* [Goal of the exercise]: Below you will find a set of lines. Repeat them all exactly.

* [Dataset records]:

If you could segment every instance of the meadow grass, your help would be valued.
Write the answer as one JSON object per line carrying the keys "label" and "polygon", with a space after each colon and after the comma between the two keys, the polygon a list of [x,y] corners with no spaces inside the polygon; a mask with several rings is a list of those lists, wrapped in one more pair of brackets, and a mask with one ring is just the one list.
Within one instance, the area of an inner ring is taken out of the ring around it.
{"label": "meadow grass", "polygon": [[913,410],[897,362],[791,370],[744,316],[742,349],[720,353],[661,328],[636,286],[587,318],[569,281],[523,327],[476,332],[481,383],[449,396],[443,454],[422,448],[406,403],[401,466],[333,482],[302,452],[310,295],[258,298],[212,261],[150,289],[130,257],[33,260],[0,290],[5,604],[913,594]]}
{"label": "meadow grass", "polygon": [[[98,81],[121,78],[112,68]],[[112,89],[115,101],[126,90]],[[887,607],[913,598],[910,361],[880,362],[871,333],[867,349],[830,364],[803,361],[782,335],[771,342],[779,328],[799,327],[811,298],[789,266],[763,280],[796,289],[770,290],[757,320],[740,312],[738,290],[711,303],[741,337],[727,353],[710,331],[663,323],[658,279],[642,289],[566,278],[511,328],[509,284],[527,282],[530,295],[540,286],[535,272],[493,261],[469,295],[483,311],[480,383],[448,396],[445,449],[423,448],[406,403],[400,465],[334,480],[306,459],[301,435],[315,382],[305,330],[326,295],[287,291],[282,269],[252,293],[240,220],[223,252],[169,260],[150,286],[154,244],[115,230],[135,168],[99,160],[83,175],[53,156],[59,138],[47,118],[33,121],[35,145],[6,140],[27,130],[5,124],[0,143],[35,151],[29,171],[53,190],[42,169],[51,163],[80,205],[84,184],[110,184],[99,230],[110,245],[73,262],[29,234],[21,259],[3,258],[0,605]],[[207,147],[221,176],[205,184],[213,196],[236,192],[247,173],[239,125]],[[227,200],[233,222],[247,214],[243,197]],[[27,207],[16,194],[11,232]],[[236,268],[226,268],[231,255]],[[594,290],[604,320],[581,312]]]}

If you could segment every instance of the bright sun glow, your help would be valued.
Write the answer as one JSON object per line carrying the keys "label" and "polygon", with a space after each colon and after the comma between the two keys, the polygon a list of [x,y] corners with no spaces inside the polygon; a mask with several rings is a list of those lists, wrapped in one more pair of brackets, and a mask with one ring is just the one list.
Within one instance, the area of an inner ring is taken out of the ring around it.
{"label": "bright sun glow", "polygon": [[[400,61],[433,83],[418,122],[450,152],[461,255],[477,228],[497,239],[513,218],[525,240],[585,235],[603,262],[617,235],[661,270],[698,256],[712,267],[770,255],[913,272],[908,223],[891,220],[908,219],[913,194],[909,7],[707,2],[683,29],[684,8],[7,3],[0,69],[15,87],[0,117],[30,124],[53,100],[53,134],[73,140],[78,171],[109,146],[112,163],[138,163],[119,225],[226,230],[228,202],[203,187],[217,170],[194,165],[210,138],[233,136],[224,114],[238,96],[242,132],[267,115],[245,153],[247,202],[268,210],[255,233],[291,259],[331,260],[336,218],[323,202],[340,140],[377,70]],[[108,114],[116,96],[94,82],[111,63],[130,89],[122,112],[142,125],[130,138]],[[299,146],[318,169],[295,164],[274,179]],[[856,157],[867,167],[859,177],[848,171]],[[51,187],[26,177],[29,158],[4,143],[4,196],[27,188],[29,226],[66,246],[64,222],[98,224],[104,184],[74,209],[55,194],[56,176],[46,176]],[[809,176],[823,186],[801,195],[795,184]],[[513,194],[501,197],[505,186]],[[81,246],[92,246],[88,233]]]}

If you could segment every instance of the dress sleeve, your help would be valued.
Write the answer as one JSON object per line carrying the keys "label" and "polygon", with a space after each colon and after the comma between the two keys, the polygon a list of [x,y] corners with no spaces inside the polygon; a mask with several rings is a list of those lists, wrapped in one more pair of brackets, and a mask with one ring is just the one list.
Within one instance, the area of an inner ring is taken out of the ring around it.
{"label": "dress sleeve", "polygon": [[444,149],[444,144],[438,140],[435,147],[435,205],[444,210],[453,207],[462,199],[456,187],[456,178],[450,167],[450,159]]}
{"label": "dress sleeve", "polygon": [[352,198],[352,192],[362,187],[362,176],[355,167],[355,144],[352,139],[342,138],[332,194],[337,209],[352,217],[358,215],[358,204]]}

* [Written solution]:
If you could segment every instance of the meadow grass, your help would be valued.
Write the answer as one JSON object per line carrying the keys "label" and "polygon", with a space after each colon and after the comma between the two keys, the polygon a list of [x,y] corners with no spaces inside the polygon; a mask with several rings is a list of those lists, wrapped in one more pair of brackets, and a mask with one ring is just the one list.
Within one instance, the area of an inner ring is taken out of the ring around it.
{"label": "meadow grass", "polygon": [[913,410],[897,362],[791,370],[744,316],[742,349],[720,353],[661,328],[636,286],[587,318],[569,281],[523,327],[476,332],[481,383],[449,396],[443,454],[422,448],[406,403],[401,466],[333,482],[302,452],[310,295],[258,298],[212,261],[150,289],[130,257],[33,260],[0,290],[5,604],[913,594]]}
{"label": "meadow grass", "polygon": [[[98,81],[121,78],[112,68]],[[112,89],[115,101],[126,90]],[[887,607],[913,598],[910,361],[880,362],[871,333],[867,349],[830,364],[803,361],[782,335],[771,342],[779,328],[799,327],[811,298],[789,266],[763,280],[796,289],[770,290],[757,320],[740,312],[738,290],[711,303],[741,337],[727,353],[710,331],[663,323],[658,279],[642,289],[566,278],[511,328],[509,284],[527,282],[530,295],[540,286],[535,272],[493,261],[469,295],[483,311],[480,383],[448,396],[445,449],[423,448],[406,403],[400,465],[334,480],[306,459],[301,435],[315,382],[305,330],[326,295],[287,291],[282,269],[252,293],[240,220],[223,252],[169,260],[150,286],[154,244],[115,230],[135,168],[99,160],[83,175],[53,156],[59,138],[47,118],[33,121],[35,145],[6,140],[27,130],[5,124],[0,143],[35,151],[29,171],[53,190],[42,169],[51,163],[80,205],[84,184],[110,184],[99,230],[110,245],[73,262],[29,234],[21,259],[3,258],[0,605]],[[207,147],[221,176],[205,184],[213,196],[236,192],[247,173],[239,125]],[[227,200],[233,222],[247,214],[243,197]],[[27,207],[16,194],[11,232]],[[236,268],[226,268],[231,255]],[[594,290],[604,320],[581,312]]]}

If you could segment every instance of the bright sun glow, your help would be valued.
Write the answer as one JSON object per line carrying the keys "label" and "polygon", with a space after each colon and after the comma between the two keys, the polygon a list of [x,y] corners with no spaces inside the polygon; a mask with several rings is a list of those lists, wrapped in one more pair of brackets, and a mask with one ring is just the one list.
Within one instance, the area of an inner ring is taken out of the ring around it.
{"label": "bright sun glow", "polygon": [[[400,61],[433,83],[418,122],[450,152],[461,255],[477,228],[497,239],[513,218],[525,240],[585,235],[603,262],[617,235],[661,270],[698,256],[712,267],[770,255],[913,272],[908,223],[891,220],[908,219],[913,194],[909,7],[707,2],[683,29],[684,8],[7,3],[0,69],[15,87],[0,117],[30,124],[53,100],[53,134],[73,140],[78,171],[109,146],[112,163],[138,163],[119,225],[226,230],[228,202],[203,187],[217,170],[194,165],[210,138],[233,136],[224,114],[238,96],[242,132],[267,115],[245,153],[247,202],[268,210],[255,233],[291,259],[331,260],[336,218],[323,202],[340,140],[377,70]],[[108,114],[116,96],[94,82],[111,63],[130,89],[122,112],[142,125],[130,138]],[[299,146],[318,169],[295,164],[274,179]],[[856,157],[867,167],[859,177],[848,171]],[[51,187],[26,177],[29,158],[4,143],[4,196],[27,188],[29,226],[66,246],[64,222],[98,224],[104,184],[74,209],[55,194],[56,176],[46,176]],[[809,176],[823,186],[801,195],[795,184]],[[513,194],[501,197],[505,186]],[[81,246],[92,246],[88,233]]]}

If you could segment every instance of the dress sleeve, your help would be valued.
Write the answer as one JSON object per line carrying the keys "label" and "polygon", with a space after each colon and after the comma between the two keys, the polygon a list of [x,y] corners with no spaces inside the polygon; a mask with several rings is a list of those lists, wrapped in one more pair of brackets, and a mask with one ring is just the one list.
Within one instance, the area of an inner ring is taken out of the ring around it.
{"label": "dress sleeve", "polygon": [[444,149],[444,144],[438,140],[435,147],[435,205],[444,210],[453,207],[462,199],[456,187],[456,178],[450,167],[450,159]]}
{"label": "dress sleeve", "polygon": [[352,198],[352,192],[362,187],[362,176],[355,167],[355,144],[352,139],[342,138],[332,194],[337,209],[352,217],[358,215],[358,204]]}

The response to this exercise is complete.